━━━ Data extract ━━━

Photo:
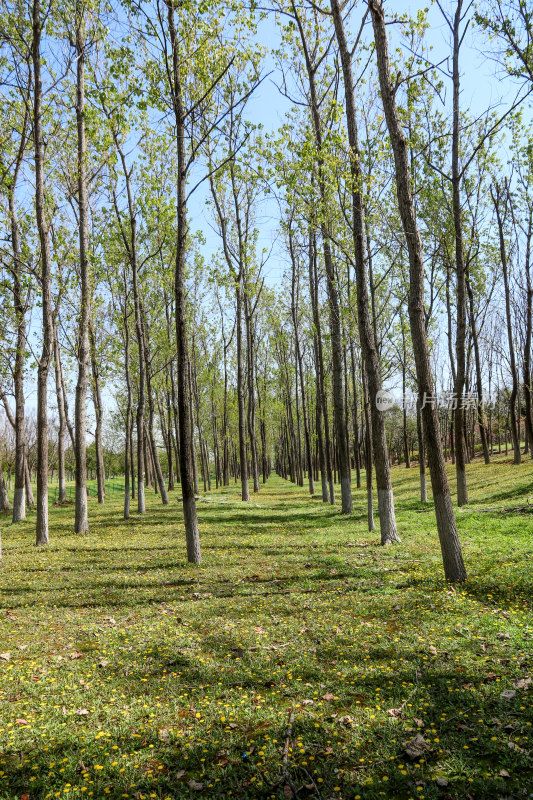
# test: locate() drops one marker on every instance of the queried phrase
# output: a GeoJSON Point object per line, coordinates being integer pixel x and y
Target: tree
{"type": "Point", "coordinates": [454, 569]}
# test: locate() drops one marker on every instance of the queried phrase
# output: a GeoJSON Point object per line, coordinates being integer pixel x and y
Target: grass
{"type": "Point", "coordinates": [127, 673]}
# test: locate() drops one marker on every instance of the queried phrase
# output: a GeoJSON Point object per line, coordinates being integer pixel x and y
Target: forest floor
{"type": "Point", "coordinates": [125, 673]}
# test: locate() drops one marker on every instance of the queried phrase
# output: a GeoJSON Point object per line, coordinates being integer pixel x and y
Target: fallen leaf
{"type": "Point", "coordinates": [416, 747]}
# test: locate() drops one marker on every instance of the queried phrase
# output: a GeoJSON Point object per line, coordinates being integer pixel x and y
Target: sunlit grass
{"type": "Point", "coordinates": [126, 673]}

━━━

→ **Task item**
Set down all of the entries exactly as they appear, but keep the images out.

→ **Result for this task**
Photo:
# test: locate() drops one marker on every instance of the queried phrase
# output: a GeoJSON Point object per line, coordinates being integer pixel x and y
Target: tree
{"type": "Point", "coordinates": [454, 569]}
# test: locate() drops one marker on every instance of the queried phrase
# output: a GeoJSON Point object per line, coordinates being integer pixel x and y
Target: grass
{"type": "Point", "coordinates": [127, 673]}
# test: locate() drops one marker on every instance of the queried phrase
# output: a GeoJSON Point object per line, coordinates being integer pixel x and y
Target: forest floor
{"type": "Point", "coordinates": [125, 673]}
# test: locate() drops one marker on every instance of the queried phrase
# output: a GeoJSON Point object per line, coordinates being integer pixel x and y
Target: fallen leaf
{"type": "Point", "coordinates": [416, 747]}
# test: locate() drops one marker on every instance of the queried phrase
# output: a GeoJSON Point object per line, coordinates being integer pixel x and y
Target: sunlit grass
{"type": "Point", "coordinates": [126, 673]}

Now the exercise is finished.